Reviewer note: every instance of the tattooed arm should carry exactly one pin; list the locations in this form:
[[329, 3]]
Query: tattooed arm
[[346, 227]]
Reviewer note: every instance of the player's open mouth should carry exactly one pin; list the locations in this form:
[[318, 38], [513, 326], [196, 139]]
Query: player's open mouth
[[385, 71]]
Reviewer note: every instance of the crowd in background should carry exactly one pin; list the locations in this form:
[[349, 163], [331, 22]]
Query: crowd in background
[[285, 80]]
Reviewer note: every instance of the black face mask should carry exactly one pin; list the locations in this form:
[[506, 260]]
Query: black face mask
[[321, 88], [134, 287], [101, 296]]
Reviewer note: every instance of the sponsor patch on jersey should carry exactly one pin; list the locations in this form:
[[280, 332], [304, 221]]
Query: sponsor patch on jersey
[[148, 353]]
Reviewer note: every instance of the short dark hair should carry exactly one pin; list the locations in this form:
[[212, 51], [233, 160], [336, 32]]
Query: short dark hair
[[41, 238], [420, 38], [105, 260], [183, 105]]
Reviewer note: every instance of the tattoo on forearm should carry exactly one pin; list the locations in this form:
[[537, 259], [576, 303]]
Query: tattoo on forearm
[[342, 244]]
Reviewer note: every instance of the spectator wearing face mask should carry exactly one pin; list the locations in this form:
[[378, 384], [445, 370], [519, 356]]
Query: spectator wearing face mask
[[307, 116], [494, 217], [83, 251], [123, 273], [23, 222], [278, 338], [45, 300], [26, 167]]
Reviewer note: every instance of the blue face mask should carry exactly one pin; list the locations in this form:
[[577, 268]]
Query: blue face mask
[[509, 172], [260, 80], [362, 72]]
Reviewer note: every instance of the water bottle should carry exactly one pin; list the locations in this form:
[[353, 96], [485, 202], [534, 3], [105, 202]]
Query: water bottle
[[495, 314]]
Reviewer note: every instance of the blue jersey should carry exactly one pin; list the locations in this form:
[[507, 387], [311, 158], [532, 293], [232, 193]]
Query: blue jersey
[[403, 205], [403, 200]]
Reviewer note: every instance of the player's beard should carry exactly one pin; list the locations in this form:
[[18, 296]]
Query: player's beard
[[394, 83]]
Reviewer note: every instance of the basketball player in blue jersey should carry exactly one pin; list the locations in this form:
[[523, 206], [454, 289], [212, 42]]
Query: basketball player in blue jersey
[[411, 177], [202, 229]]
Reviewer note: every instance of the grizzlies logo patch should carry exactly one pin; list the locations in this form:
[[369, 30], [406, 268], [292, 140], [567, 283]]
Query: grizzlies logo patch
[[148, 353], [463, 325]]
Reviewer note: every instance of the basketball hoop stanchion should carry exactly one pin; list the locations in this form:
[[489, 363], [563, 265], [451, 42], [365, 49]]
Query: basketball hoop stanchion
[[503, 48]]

...

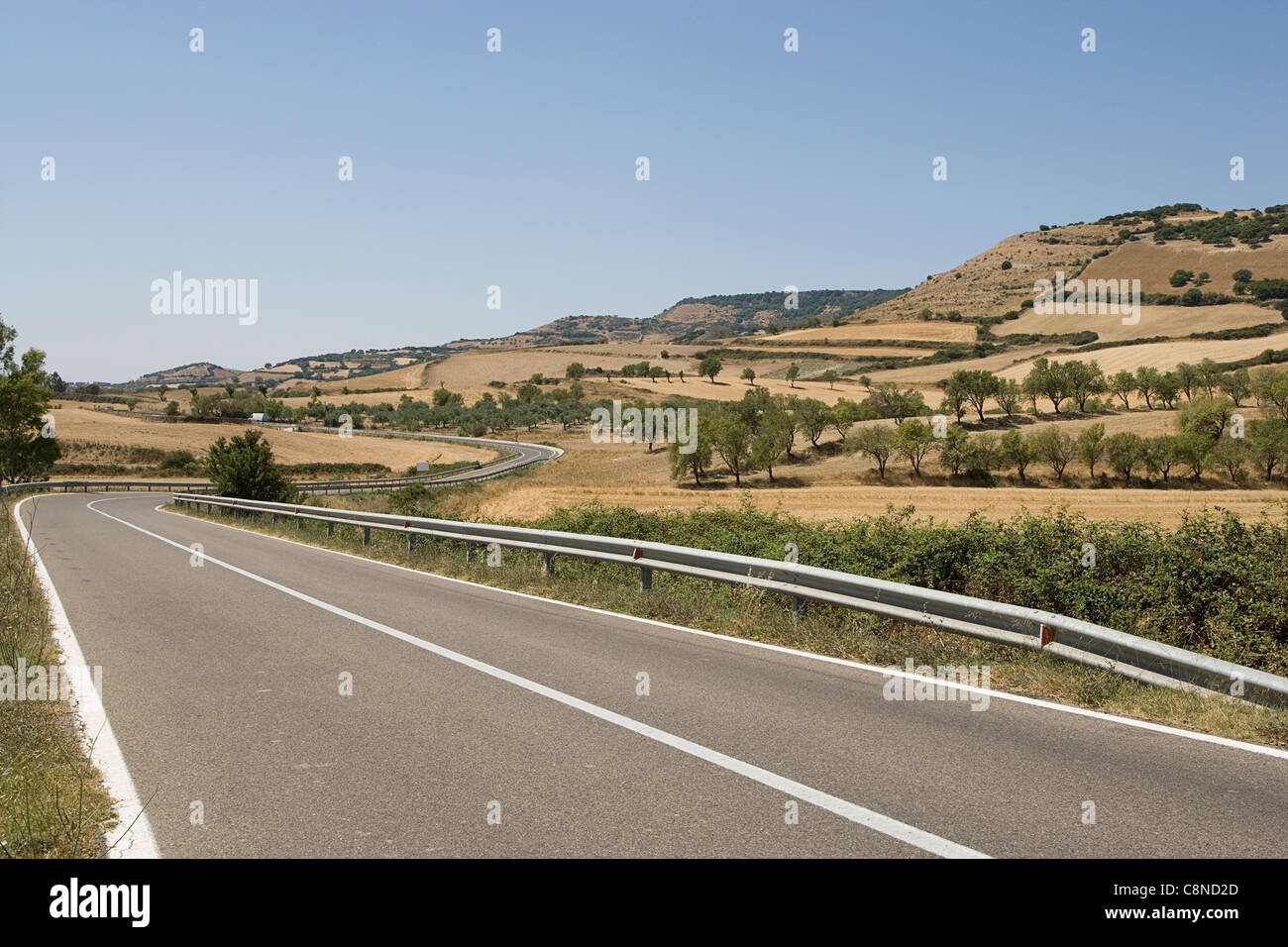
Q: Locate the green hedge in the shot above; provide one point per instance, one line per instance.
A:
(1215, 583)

- **Objective**
Copy out the data word for word, from the line that contains "Reviewer note: every instance of the basketball player" to the line that contains "[[148, 353], [463, 325]]", including both of those lines.

- **Written response**
Reviewer note: every instance of the basketball player in blue jersey should carry exactly one pin; list the locations in this form:
[[523, 206], [454, 289], [212, 42]]
Query: basketball player in blue jersey
[[411, 177], [202, 229]]
Reviewer note: every instance of the grizzlies logo patch should carry exactly one pin; list the locations in this form:
[[369, 30], [406, 268], [292, 140], [567, 283]]
Query: grizzlies logo patch
[[148, 353], [463, 325]]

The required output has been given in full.